[Görevin amacı] Aşağıdaki öğelerin tamamındaki satırları, "Result" kelimesini "Answer" ile değiştirerek yeniden yazın ve geri kalan her şeyi olduğu gibi bırakın.

══════

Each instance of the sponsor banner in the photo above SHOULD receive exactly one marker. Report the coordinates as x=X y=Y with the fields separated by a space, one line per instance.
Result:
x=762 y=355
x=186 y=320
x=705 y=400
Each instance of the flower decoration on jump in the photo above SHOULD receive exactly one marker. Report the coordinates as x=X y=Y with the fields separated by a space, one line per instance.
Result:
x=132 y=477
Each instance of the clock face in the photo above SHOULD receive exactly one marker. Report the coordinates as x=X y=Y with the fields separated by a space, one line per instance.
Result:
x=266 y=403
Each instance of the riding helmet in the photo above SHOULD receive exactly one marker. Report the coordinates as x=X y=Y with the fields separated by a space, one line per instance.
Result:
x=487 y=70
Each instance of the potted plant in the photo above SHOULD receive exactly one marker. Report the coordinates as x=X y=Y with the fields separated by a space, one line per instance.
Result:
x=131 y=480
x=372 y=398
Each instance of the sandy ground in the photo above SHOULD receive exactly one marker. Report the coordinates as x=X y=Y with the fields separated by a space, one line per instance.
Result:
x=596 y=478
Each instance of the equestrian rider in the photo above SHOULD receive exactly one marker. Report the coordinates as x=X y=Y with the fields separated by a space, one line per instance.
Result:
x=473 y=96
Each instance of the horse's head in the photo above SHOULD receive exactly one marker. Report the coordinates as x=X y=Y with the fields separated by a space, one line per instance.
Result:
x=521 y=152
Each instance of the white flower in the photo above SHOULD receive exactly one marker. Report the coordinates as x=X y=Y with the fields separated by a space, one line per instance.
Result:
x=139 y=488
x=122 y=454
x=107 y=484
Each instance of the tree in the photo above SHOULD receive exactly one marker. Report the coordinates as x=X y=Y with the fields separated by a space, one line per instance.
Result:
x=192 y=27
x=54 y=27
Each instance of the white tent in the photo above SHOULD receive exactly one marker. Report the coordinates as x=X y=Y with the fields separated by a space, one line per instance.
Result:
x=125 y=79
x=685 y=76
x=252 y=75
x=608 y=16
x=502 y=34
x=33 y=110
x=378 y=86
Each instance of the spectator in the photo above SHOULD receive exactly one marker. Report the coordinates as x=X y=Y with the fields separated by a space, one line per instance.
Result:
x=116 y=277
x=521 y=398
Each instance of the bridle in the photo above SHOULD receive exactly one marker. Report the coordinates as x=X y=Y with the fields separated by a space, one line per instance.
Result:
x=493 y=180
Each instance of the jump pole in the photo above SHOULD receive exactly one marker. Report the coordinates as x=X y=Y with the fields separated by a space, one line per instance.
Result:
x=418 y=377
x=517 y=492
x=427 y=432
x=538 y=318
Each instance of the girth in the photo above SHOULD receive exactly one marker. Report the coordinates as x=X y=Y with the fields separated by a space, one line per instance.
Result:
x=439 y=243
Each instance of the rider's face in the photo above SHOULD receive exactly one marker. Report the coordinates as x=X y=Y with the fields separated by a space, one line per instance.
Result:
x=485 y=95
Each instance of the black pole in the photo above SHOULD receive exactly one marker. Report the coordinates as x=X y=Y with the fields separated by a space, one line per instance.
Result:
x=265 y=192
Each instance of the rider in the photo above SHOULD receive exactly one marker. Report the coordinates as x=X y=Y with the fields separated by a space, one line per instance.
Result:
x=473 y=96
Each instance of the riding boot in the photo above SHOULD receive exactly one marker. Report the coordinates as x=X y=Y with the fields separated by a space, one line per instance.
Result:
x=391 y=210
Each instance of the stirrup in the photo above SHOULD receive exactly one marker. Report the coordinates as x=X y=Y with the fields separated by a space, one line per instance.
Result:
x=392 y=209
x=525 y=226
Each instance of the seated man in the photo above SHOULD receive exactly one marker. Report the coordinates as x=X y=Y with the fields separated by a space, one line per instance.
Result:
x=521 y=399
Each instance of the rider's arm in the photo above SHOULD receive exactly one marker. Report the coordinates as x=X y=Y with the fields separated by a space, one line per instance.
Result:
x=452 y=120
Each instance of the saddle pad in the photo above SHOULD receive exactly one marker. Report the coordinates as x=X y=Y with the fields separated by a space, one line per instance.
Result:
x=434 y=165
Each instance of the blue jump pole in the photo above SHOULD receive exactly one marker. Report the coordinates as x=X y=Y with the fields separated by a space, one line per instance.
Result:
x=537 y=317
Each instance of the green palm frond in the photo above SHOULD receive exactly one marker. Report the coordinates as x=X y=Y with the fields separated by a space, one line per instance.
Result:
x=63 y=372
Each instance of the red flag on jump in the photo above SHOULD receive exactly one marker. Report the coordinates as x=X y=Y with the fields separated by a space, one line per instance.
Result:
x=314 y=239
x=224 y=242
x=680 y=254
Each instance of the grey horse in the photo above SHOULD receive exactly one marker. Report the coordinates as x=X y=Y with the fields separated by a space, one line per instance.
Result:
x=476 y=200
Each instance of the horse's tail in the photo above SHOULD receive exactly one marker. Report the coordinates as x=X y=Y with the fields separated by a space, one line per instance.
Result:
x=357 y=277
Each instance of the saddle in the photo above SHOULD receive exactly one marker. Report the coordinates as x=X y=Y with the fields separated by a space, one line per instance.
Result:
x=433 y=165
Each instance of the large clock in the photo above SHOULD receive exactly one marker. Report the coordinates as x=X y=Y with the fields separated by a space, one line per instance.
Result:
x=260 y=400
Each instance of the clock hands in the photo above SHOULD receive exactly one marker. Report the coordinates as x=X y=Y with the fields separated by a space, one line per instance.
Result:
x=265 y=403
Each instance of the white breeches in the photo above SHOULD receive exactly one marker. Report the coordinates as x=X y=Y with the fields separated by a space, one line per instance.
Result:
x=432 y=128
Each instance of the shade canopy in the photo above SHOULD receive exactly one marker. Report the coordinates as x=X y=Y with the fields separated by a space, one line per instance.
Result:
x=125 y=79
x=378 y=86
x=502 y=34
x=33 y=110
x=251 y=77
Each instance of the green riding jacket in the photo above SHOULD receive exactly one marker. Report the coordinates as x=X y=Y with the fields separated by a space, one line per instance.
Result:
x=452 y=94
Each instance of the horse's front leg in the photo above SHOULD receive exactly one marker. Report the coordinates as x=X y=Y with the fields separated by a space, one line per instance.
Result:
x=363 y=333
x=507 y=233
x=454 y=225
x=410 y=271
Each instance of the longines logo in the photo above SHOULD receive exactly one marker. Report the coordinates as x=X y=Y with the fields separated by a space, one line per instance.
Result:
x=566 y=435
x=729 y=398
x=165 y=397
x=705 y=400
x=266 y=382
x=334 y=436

══════

[Alıştırma çözümü]
Each instance of the sponsor banner in the photo above SHOULD receive exactly one marker. Report the coordinates as x=X y=Y with the fields separated by a space, one line per instance.
Answer:
x=762 y=355
x=186 y=320
x=705 y=400
Each instance of the flower decoration on jump in the photo above SHOULD receive exactly one marker. Report the coordinates as x=X y=Y with the fields separated by a space, one line per instance.
Answer:
x=132 y=477
Each instance of the clock face in the photo above SHOULD receive exactly one marker. Report the coordinates as x=X y=Y with the fields separated by a space, one line per instance.
Answer:
x=266 y=403
Each instance of the riding helmet in the photo above SHOULD receive exactly one marker. Report the coordinates as x=X y=Y with the fields separated by a space, one line per instance.
Answer:
x=487 y=70
Each instance of the potted plant in the photo above SHOULD receive exactly one marker. Report the coordinates as x=X y=Y with the fields separated by a space, one line per instance.
Answer:
x=131 y=480
x=372 y=398
Each instance of the sandy ground in the photo above SHOULD receive exactly one marker. Report the coordinates as x=X y=Y with the fields separated by a space, one line per instance.
Answer:
x=596 y=478
Each instance of the equestrian rider in the photo above SHOULD receive exactly one marker. Report the coordinates as x=X y=Y with the fields separated by a space, one line per instance.
Answer:
x=473 y=96
Each instance of the horse's head in the photo above SHOULD receive exactly one marker. Report the coordinates as x=X y=Y with the fields separated by a space, one line per instance.
Answer:
x=521 y=152
Each instance of the white flower in the photo above SHOULD receive exactly one marker. Report the coordinates as x=X y=Y with the fields separated by a space, one line per instance.
Answer:
x=139 y=488
x=122 y=454
x=107 y=484
Each instance of the tree in the photo above SHOULD receive exactly one marker. Report the coordinates as x=X y=Y with the fields separated by a space, one line per instance.
Answer:
x=192 y=27
x=54 y=27
Each instance of the white tent in the photo above SHOULD receive exactly one marker. Report the coordinates as x=X y=Y with the fields separated by a space, one line per instance.
Answer:
x=125 y=79
x=685 y=76
x=252 y=75
x=608 y=16
x=502 y=34
x=33 y=110
x=378 y=86
Each instance of the spectator in the photo above SHOULD receive exactly one marker. Report the coordinates as x=X y=Y with the fields separated by a space, one line per instance.
Answer:
x=116 y=277
x=521 y=398
Each instance of the bridle in the photo above SHOULD receive exactly one marker. Report the coordinates as x=X y=Y with the fields separated by a space, one line per instance.
Answer:
x=493 y=180
Each instance of the jump pole in the photo above SHOULD receive exactly one marker. Report the coordinates as x=X y=Y with the fields separated by a space, one line per instance.
Answer:
x=418 y=377
x=517 y=492
x=427 y=432
x=538 y=318
Each instance of the girth in the photo above SHOULD receive exactly one marker. Report the coordinates as x=X y=Y with the fields separated by a space, one line per instance.
Answer:
x=439 y=243
Each instance of the rider's face in the photo above SHOULD receive exactly one marker. Report the coordinates as x=X y=Y with the fields separated by a space, one line per instance.
Answer:
x=485 y=95
Each instance of the black pole in the photo above SHOULD receive exactly one marker. Report the coordinates as x=X y=Y with the fields separated by a space, one line per instance.
Answer:
x=265 y=192
Each instance of the rider in the photo above SHOULD receive exactly one marker. Report the coordinates as x=X y=Y with the fields separated by a space, one line per instance.
Answer:
x=473 y=96
Each instance of the riding boot in the photo above SHOULD receive exactly one marker. Report the coordinates as x=X y=Y with the fields separated by a space, one line per instance.
Answer:
x=391 y=210
Each instance of the stirrup in the photo above SHOULD receive exactly one marker. Report the coordinates as x=X y=Y with the fields separated by a space, one line per instance.
Answer:
x=392 y=209
x=525 y=226
Each instance of the seated man in the photo above SHOULD receive exactly one marker. Report the coordinates as x=X y=Y with the fields separated by a space, one line per instance.
Answer:
x=521 y=399
Each instance of the rider's arm in the photo above SHOULD receive exactly one marker. Report the coordinates as x=X y=Y with the fields separated by a space, one line per instance.
Answer:
x=452 y=120
Each instance of the saddle pad in the photo above SHOULD receive exactly one marker. Report the coordinates as x=X y=Y with the fields separated by a space, one line per instance.
Answer:
x=434 y=165
Each instance of the blue jump pole in the photo above SHOULD receive exactly one marker. Report the coordinates as x=X y=Y with the fields separated by a space, one line per instance.
Answer:
x=537 y=317
Each instance of the green palm frond in the photo above SHOULD receive exactly one marker. Report the coordinates as x=X y=Y with the fields separated by a space, one line per instance.
Answer:
x=63 y=372
Each instance of the red flag on jump in the photo above SHOULD receive exactly one marker. Report the coordinates as x=X y=Y with the fields separated by a space, one line per instance.
Answer:
x=314 y=239
x=224 y=242
x=680 y=254
Each instance of the grey horse in the photo above SHOULD receive exactly one marker. Report the coordinates as x=X y=Y with the fields separated by a space, one line per instance.
Answer:
x=476 y=200
Each instance of the horse's tail in the photo above SHOULD receive exactly one marker. Report the coordinates as x=X y=Y with the fields separated by a space, one line per instance.
Answer:
x=357 y=277
Each instance of the saddle in the photo above SHOULD receive exactly one marker. Report the coordinates as x=X y=Y with the fields separated by a space, one line per instance.
Answer:
x=433 y=165
Each instance of the large clock in the photo above SHOULD receive exactly one marker. Report the coordinates as x=X y=Y with the fields separated by a space, one line per instance.
Answer:
x=260 y=400
Each instance of the clock hands in the photo above SHOULD receive exactly one marker. Report the coordinates as x=X y=Y with the fields separated by a space, one line per instance.
Answer:
x=265 y=403
Each instance of the white breeches in the photo above SHOULD receive exactly one marker. Report the coordinates as x=X y=Y with the fields separated by a space, one line per instance.
Answer:
x=432 y=128
Each instance of the shade canopy in the photo above SHOULD receive exactly one marker. Report the coordinates as x=X y=Y with the fields separated by a space, one line per instance.
Answer:
x=125 y=79
x=378 y=86
x=502 y=34
x=33 y=110
x=251 y=77
Each instance of the green riding jacket in the photo above SHOULD receive exactly one marker. Report the coordinates as x=X y=Y with the fields separated by a space, one line per instance.
Answer:
x=452 y=94
Each instance of the horse's front leg in the photo above SHOULD receive exactly one marker. Report the coordinates as x=X y=Y with the fields separated by a space, one line per instance.
Answer:
x=363 y=333
x=507 y=233
x=454 y=225
x=410 y=271
Each instance of the longines logo in the photo above SHOULD receive exactly one marker. Report the coordinates as x=X y=Y with the fields separated by a space, one line per instance.
Answer:
x=566 y=435
x=729 y=398
x=165 y=397
x=705 y=400
x=266 y=382
x=334 y=436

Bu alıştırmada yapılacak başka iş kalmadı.